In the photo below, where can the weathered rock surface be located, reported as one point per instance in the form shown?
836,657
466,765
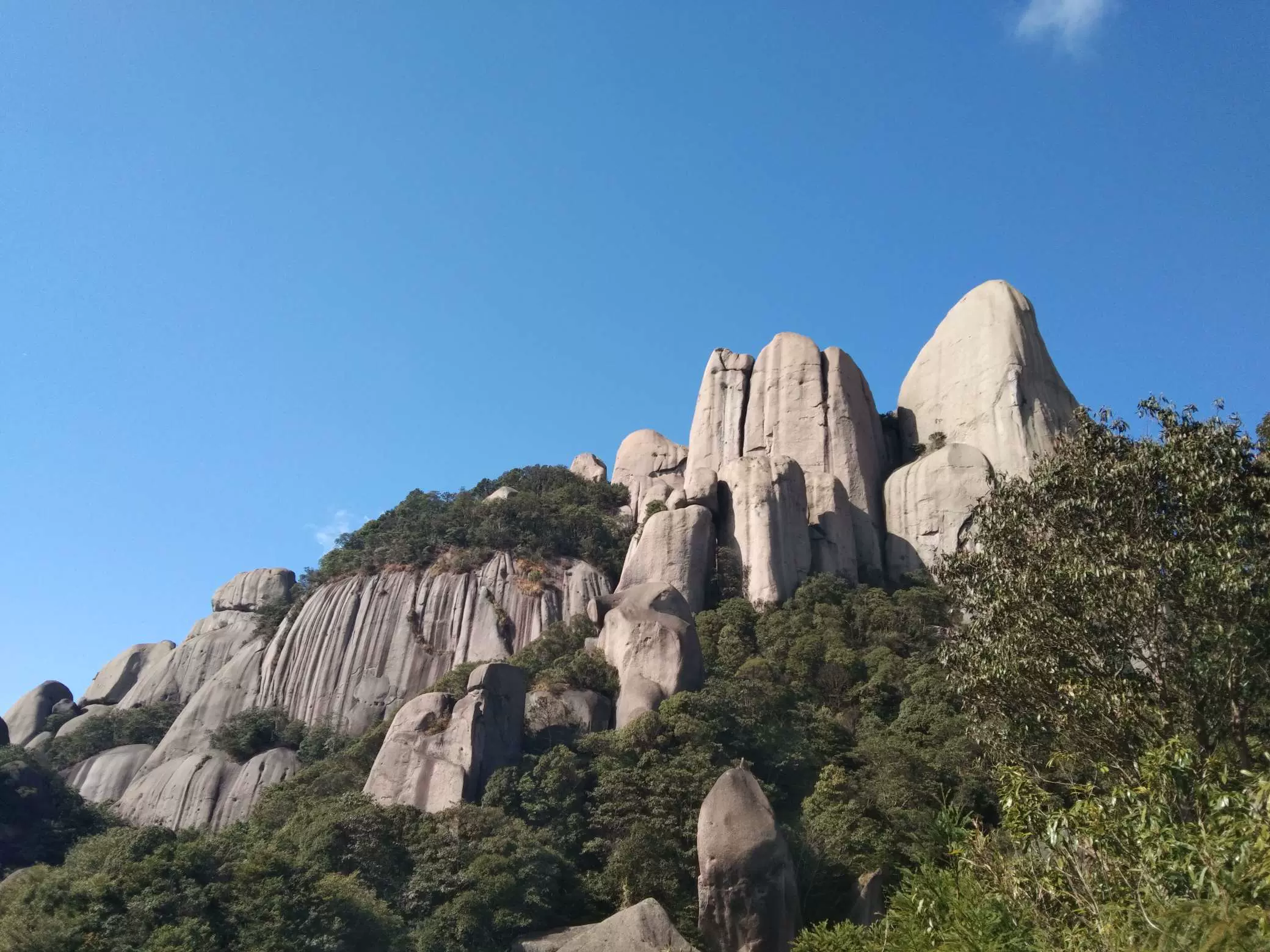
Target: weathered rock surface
26,719
75,724
676,546
651,466
253,591
438,753
649,636
106,776
718,433
643,927
929,505
590,467
366,643
986,378
211,643
573,711
234,804
763,500
121,673
747,893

• • • •

Problem details:
Give every line of the listing above as a JSON list of strings, one string per line, with blank lines and the picture left out.

Complete output:
[
  "In the photo below, where can the weathered rock surface be located, reported as one point per instance in the form shown?",
  "836,657",
  "466,765",
  "Target: weathered rock surface",
  "26,719",
  "75,724",
  "676,546",
  "651,466",
  "253,591",
  "438,753",
  "649,636",
  "106,776",
  "718,433",
  "643,927",
  "929,505",
  "590,467",
  "366,643",
  "986,378",
  "211,643",
  "573,711",
  "234,804",
  "763,500",
  "121,673",
  "747,893"
]